▸ EXERCISE DIRECTIONS: Would you quote every entry exactly, dropping only the pictures?

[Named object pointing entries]
★ ★ ★ ★ ★ ★ ★
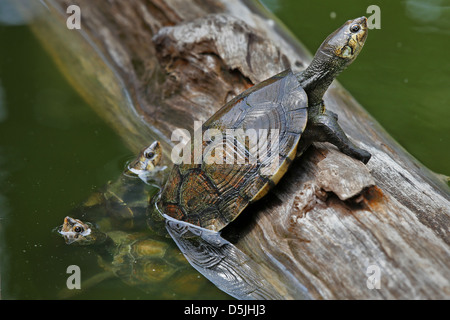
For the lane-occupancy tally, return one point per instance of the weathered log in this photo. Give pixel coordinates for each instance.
(152, 66)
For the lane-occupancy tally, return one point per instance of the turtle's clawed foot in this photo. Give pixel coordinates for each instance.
(324, 128)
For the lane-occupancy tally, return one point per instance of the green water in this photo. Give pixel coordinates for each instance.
(54, 151)
(402, 75)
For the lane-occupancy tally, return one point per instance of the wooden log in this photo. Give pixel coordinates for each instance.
(154, 66)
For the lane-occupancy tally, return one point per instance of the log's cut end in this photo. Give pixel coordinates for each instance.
(342, 175)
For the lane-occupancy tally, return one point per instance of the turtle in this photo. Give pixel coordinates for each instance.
(126, 248)
(212, 192)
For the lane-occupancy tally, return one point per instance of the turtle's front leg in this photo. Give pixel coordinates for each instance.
(323, 127)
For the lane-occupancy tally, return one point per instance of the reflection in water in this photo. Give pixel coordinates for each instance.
(432, 16)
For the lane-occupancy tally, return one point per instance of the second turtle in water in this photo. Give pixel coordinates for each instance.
(212, 194)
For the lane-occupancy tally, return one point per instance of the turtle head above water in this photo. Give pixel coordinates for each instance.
★ ★ ★ ★ ★ ★ ★
▸ COMPLETED EXERCISE:
For the lane-occupancy tally, return one point per instance of the weathered log in this photo. Give pixel coordinates for each instance.
(152, 66)
For the lane-occupancy tally, return one point per instance of the turtle's clawed foot in this photo. Give pixel coordinates for each instance.
(324, 128)
For the lane-occupancy tally, return one point per instance of the green water in this photo. Give pixel coordinates for each instance.
(54, 151)
(402, 75)
For the lane-occupancy tally, return one point per instance of the wooden log in this photo. Give pixel coordinates for each instance.
(154, 66)
For the lane-occupancy tally, return one point per instance of the log's cut end in this photo. Give pixel coordinates for each instance.
(342, 175)
For the lane-occupancy tally, return one point per instance of the turtle in this photo. Give pixel coordinates for each instance.
(126, 248)
(212, 192)
For the lane-occupancy tally, return one point per instance of the turtle's front leg in this photo. Give pixel coordinates for each instance.
(323, 127)
For the lane-occupancy tally, return one point per instance of the reflection in water in this photo. Give pixel coordinates for each instance.
(432, 16)
For the lane-occupancy tally, return one point per instance of the second turtle in water in this photo. Give pixel coordinates for each instance.
(212, 194)
For the lane-occupancy tally, return one point per instance of the turtle head above water in this photo. Give pixel coordinates for each instance.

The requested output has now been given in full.